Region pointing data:
....

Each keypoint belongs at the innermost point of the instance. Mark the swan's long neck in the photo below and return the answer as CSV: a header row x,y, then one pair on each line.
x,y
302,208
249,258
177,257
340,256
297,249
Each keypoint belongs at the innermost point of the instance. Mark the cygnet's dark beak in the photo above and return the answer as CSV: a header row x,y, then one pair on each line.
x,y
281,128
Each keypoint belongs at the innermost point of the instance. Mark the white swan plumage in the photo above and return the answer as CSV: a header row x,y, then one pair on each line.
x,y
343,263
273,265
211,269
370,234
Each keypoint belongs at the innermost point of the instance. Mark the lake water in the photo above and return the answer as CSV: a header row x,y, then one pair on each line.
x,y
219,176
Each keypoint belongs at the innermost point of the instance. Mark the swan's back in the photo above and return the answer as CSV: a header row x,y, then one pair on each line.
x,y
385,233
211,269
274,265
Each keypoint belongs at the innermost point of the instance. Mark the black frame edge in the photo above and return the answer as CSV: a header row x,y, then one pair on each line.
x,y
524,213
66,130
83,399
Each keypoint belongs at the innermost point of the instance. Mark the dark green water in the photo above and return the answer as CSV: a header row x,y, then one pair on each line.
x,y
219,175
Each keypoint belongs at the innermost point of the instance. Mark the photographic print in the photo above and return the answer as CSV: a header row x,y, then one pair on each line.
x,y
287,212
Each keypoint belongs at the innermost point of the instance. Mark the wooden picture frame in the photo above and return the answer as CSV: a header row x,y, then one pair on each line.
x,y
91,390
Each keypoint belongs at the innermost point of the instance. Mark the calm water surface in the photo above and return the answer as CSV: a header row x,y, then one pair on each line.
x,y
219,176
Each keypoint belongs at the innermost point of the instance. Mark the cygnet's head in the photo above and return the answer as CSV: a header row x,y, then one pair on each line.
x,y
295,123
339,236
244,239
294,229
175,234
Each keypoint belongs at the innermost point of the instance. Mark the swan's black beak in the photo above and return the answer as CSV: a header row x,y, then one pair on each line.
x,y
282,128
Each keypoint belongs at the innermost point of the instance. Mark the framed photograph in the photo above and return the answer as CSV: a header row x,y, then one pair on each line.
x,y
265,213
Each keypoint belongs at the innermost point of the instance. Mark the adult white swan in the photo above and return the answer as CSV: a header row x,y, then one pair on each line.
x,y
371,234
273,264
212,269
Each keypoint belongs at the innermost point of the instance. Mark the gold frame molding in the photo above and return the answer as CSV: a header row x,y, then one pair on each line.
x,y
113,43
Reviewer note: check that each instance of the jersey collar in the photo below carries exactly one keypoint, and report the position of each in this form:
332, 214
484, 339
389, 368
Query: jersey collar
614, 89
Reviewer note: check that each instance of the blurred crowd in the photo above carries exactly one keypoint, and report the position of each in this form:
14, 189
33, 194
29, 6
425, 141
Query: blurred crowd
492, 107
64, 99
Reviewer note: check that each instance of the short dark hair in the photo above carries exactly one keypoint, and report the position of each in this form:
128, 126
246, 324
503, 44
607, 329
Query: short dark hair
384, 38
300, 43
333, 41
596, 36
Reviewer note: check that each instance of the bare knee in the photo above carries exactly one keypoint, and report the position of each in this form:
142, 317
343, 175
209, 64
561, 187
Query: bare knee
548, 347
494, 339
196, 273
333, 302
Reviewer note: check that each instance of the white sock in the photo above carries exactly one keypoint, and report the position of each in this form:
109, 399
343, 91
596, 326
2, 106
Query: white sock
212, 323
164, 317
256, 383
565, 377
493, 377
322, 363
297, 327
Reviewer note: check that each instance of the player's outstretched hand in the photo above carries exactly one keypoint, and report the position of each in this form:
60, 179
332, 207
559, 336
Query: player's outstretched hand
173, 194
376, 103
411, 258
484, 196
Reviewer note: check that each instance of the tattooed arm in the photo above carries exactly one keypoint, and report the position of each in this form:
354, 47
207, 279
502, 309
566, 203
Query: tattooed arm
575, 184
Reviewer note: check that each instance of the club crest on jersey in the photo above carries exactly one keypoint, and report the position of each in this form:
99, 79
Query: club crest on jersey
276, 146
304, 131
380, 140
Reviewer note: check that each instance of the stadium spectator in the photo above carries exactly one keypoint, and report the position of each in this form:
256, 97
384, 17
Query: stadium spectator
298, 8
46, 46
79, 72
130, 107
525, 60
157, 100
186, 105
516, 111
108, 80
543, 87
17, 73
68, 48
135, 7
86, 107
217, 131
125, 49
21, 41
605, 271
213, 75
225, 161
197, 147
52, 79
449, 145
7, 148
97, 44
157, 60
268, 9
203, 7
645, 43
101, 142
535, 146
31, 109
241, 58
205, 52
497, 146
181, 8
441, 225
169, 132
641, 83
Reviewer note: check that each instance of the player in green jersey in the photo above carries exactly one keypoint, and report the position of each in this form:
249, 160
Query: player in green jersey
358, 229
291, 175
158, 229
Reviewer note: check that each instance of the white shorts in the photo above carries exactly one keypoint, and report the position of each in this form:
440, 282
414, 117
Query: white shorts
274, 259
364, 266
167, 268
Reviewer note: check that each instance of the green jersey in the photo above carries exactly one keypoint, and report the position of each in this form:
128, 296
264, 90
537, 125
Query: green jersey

....

Required action: Take each record above and return it verbatim.

Final answer:
Each keypoint belongs at the innermost point of the instance. Mark the swan's long neck in the photo below and return the answer as CSV: a header row x,y, then one pair on each line.
x,y
302,208
249,258
177,257
340,256
297,249
Each keypoint belongs at the innermost point of the instance. Mark the cygnet's dark beak in the photo above and return the answer as CSV: a header row x,y, then one pair on each line.
x,y
281,128
Each keypoint belongs at the innermost point of the instance. Mark the white swan plumage in the photo above and return the answer as CSV: a header row x,y, then one pair on each line.
x,y
343,263
273,265
211,269
370,234
Each keypoint belongs at the innermost point of the instance. Mark the lake water in the photo above and return the answer as CSV: a header row x,y, then one pair on each line.
x,y
219,176
Each keypoint belongs at the innermost point of the instance. Mark the swan's back in the photo above and return the answer as CSV: a header row x,y, then one pair on each line.
x,y
385,233
211,269
274,265
Each keypoint belongs at the innermost point of the instance. Mark the black frame edge in the photo above and return the answer as CSV: a header row x,y, then one pair on each line.
x,y
524,213
66,130
83,399
Each keypoint belongs at the innermost point of the instance. Mark the dark green water in the photo above and return the answer as CSV: a header row x,y, then one pair on each line.
x,y
219,175
Each keypoint belongs at the innermost point of the instance. Mark the photographic print in the photo above and return the answer as CSV: a header row x,y, then one pair on each line.
x,y
287,212
Each keypoint belongs at the innermost point of the instance. Mark the wooden picture frame in the photo above and return the answer as CSV: a header row x,y, then one pair on each line.
x,y
91,390
Each keypoint belongs at the innermost point of the instance. Mark the calm water surface in the photo above and return the answer as CSV: a header row x,y, then one pair on each line.
x,y
219,176
Each keypoint belongs at the innermost point of the instance. Mark the cygnet's head in the photo above and return the answer as CSV: a header row x,y, then one pair on each line.
x,y
295,123
339,236
244,239
294,229
175,234
Each keypoint belongs at the innermost point of the instance. Mark the swan's black beak in the photo above and return the answer as CSV: a header row x,y, then one pair on each line.
x,y
282,128
Each keypoint belongs at the innermost point of the instance. Mark the framed photograph in the photo above and return the answer as CSV: a header row x,y, then one pair on each line.
x,y
265,213
Each keypoint belongs at the innermost point of the instance. Mark the adult white swan in the photo above and return the answer as CSV: a header row x,y, then one pair on each line.
x,y
371,234
273,264
212,269
Each keypoint belongs at the innermost point of the instance. Mark the gold frame molding in the photo above and return the answer as CSV: a header row x,y, then one pair on each line.
x,y
113,43
Reviewer note: check that each instance of the jersey collar in the photo below carries exactly one keypoint, and report the position of each in this form:
332, 214
484, 339
389, 368
Query: jersey collar
614, 89
Reviewer note: check that each instance of the blurred crowd in the photo above carries exactly one keypoint, and report the position of each in this form:
14, 189
33, 194
29, 6
425, 141
Query: blurred crowd
492, 107
64, 99
Reviewer note: check that each instance of the short dark hair in the photo above carries exactly one keypoint, and report the position of each in this form:
128, 126
246, 324
503, 44
607, 329
Query: short dark hair
384, 38
300, 43
333, 41
596, 36
Reviewer note: check that each instance of the bare knee in the photo above carries exactly one keypoint, and report the position of each in this form:
142, 317
343, 175
209, 64
561, 187
Query: bare knee
548, 347
494, 339
196, 273
333, 302
Reviewer note: check that each instance of the white sock in the photo above carries exactly one keypoint, and report the position of each in this form:
109, 399
343, 91
596, 326
2, 106
Query: white sock
212, 323
164, 317
256, 383
565, 377
493, 377
322, 363
297, 327
Reviewer note: check that each instance of the player's outstretched hand in the photo above carries exactly one keypoint, and report the position of each in this form:
60, 179
332, 207
559, 336
Query: player's outstretched hand
173, 194
376, 103
411, 258
484, 196
Reviewer note: check that each instance of the tattooed arm in the photo above carries exactly one keypoint, and report the position of each in this form:
354, 47
207, 279
502, 309
566, 203
Query: tattooed arm
575, 184
Reviewer note: check that each instance of the club crest on jersey in the photo above carries exactly one keypoint, and report the position of each in this form:
99, 79
Query: club crest on jersey
276, 146
304, 131
380, 140
Reviewer note: check that each instance of the stadium spectator in the photo above carries exactly one keypoint, and report the position of each in this form:
256, 97
384, 17
Query: stadium spectator
298, 8
46, 46
79, 72
130, 107
525, 60
157, 100
186, 105
516, 111
108, 80
543, 87
17, 73
68, 48
135, 7
86, 107
217, 131
125, 49
21, 41
605, 271
213, 75
225, 161
197, 147
52, 79
449, 145
7, 148
97, 44
157, 60
268, 9
203, 7
645, 43
101, 142
535, 146
31, 109
241, 58
205, 52
497, 146
181, 8
441, 225
169, 132
641, 83
Reviewer note: check that each instance of the player in green jersey in the photo above carries exactly one keypoint, and report the position of each in this form:
249, 160
Query: player in green jersey
358, 229
291, 175
158, 229
Reviewer note: check that each instance of the white shorts in the photo above carries exactly one keypoint, and report the position of each in this form:
440, 282
414, 117
Query: white shorts
274, 259
364, 266
167, 268
Reviewer note: check that each instance of the green jersey in the photo above carries exactly one keypoint, and report the position of each in this form:
128, 296
264, 90
537, 125
Query: green jersey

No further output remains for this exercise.